▶ **DESCRIPTION OF THE TASK**
Reproduce, word for word, the portion of the article on sludge and PFAS in Auburn that lies between "The state DEP" and "considered Tier II.", inclusive.

SELECTED TEXT Block Start

AUBURN — For Roger Gauthier, it is already hard enough to be a farmer in 2022.
But this spring, after his land in Auburn was included on a list of sites where sewage sludge had been spread as fertilizer, he lost a number of customers who used to buy his hay.
Gauthier’s property at 276 Penley Corner Road was owned by the Lewiston-Auburn Water Pollution Control Authority, which held a land application license for sludge, or biosolids — the solid byproduct from municipal wastewater treatment. Sludge used as fertilizer can sometimes carry worrying amounts of PFAS compounds.
Gauthier said concern about his product is unwarranted. He leased and farmed the properties at 276 and 317 Penley Corner Road for years, but said the acres he recently bought from LAWPCA and uses for haying are separate from where sludge had been spread.
He also said soil tests in 2019 and 2020 showed the land in question was either at or below state screening standards, and that tests of his well water have come back negative.
“It’s cost me thousands of dollars,” Gauthier said, referring to people associating his land with PFAS contamination.
The presence of PFAS compounds, also known as “forever chemicals,” in soil and water near Maine farms has become a crisis after high-profile discoveries at farms and wells in Arundel and Fairfield, which eventually led to several pieces of legislation to address it.
Per- and poly-fluoroalkyl substances, or PFAS, have been used for decades in a vast array of consumer goods, including nonstick cookware, stain-resistant carpeting and fabrics, waterproof clothing and grease-resistant food packaging, but have been linked to a host of health problems, including cancer, kidney malfunction and immune system suppression.
In April, the Maine Legislature passed LD 1911, which bans the use of sludge and sludge-derived compost as fertilizer.
Leading up to LD 1911, the state had already passed bills that lowered the legal limit for PFAS in drinking water, and required the Maine DEP to test every site where sludge has been spread.
As part of LD 1911, passed this year, the state screening standards must also be updated by 2023, likely making the threshold much lower.
The state DEP has since prioritized the sites into four tiers to designate a schedule for testing. Sites identified in Tier I are those where at least 10,000 cubic yards of sludge had been applied to fields within a half-mile of homes. A landfill in Lewiston is listed among the Tier I sites, but according to state officials, the farms on Penley Corner Road are considered Tier II.
David Madore, deputy commissioner of the Maine Department of Environmental Protection, said testing has not yet been conducted.

SELECTED TEXT Block End
SUPPLIED INFORMATION Block Start

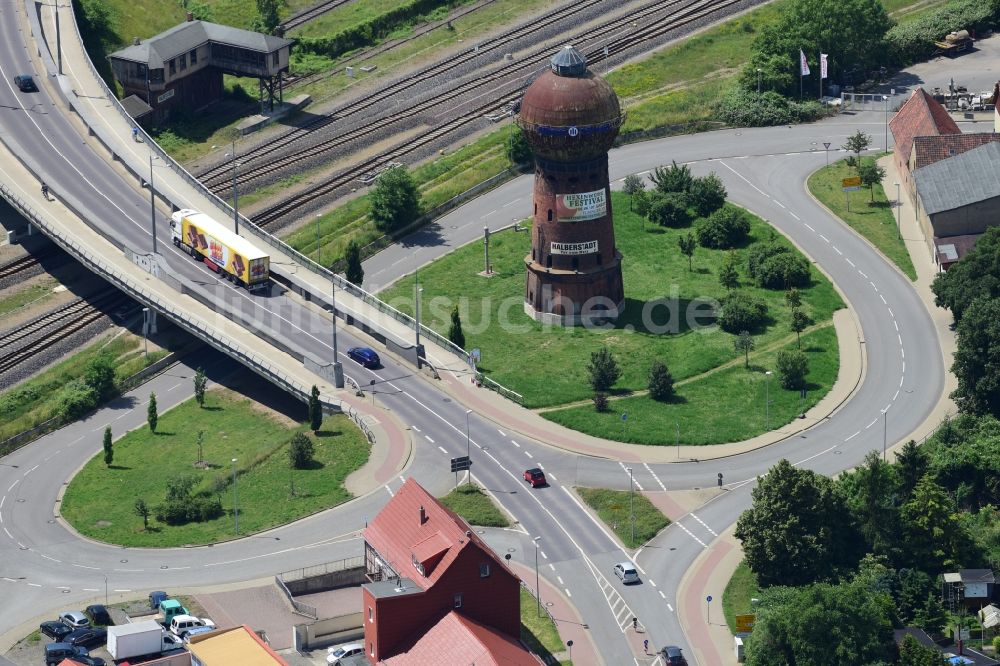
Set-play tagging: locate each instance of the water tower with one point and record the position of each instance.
(570, 118)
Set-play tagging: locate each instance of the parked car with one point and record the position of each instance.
(672, 656)
(99, 615)
(365, 356)
(74, 619)
(155, 598)
(627, 573)
(87, 636)
(338, 652)
(56, 652)
(55, 629)
(535, 477)
(25, 82)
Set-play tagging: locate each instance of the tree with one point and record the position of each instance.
(729, 275)
(395, 200)
(977, 358)
(315, 410)
(675, 178)
(744, 344)
(707, 194)
(354, 273)
(300, 451)
(455, 333)
(661, 382)
(871, 175)
(109, 453)
(200, 382)
(742, 312)
(668, 209)
(687, 245)
(799, 322)
(857, 143)
(633, 185)
(725, 228)
(152, 416)
(793, 366)
(603, 370)
(793, 298)
(142, 511)
(977, 274)
(798, 529)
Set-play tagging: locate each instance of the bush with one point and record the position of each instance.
(783, 271)
(793, 366)
(743, 108)
(725, 228)
(742, 312)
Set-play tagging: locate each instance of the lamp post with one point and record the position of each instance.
(152, 200)
(538, 590)
(899, 229)
(145, 331)
(767, 401)
(236, 500)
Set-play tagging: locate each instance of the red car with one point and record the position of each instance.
(535, 477)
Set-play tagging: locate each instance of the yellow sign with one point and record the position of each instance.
(744, 623)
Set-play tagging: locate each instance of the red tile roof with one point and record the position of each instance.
(920, 116)
(401, 536)
(931, 149)
(465, 641)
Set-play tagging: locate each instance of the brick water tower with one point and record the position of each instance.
(570, 118)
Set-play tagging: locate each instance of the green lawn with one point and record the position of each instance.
(470, 502)
(37, 400)
(99, 501)
(540, 633)
(548, 365)
(724, 406)
(875, 221)
(740, 589)
(612, 506)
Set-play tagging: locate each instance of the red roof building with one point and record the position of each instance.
(426, 563)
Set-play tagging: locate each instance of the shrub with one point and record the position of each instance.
(725, 228)
(793, 366)
(783, 271)
(742, 312)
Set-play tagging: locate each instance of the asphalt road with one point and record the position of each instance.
(43, 566)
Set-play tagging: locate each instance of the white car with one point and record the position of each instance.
(626, 572)
(338, 652)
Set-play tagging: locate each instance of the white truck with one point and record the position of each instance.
(140, 639)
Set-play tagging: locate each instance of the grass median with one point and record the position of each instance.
(99, 501)
(871, 213)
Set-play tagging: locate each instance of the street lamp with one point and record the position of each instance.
(631, 502)
(767, 401)
(538, 590)
(236, 500)
(145, 331)
(236, 193)
(899, 229)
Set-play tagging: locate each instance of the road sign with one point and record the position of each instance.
(744, 623)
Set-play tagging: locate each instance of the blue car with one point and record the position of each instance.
(365, 356)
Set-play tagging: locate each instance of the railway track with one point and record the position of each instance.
(19, 345)
(689, 13)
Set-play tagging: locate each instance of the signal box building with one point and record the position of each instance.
(182, 68)
(436, 588)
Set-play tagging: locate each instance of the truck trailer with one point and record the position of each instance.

SUPPLIED INFORMATION Block End

▶ **TASK RESPONSE**
The state DEP has since prioritized the sites into four tiers to designate a schedule for testing. Sites identified in Tier I are those where at least 10,000 cubic yards of sludge had been applied to fields within a half-mile of homes. A landfill in Lewiston is listed among the Tier I sites, but according to state officials, the farms on Penley Corner Road are considered Tier II.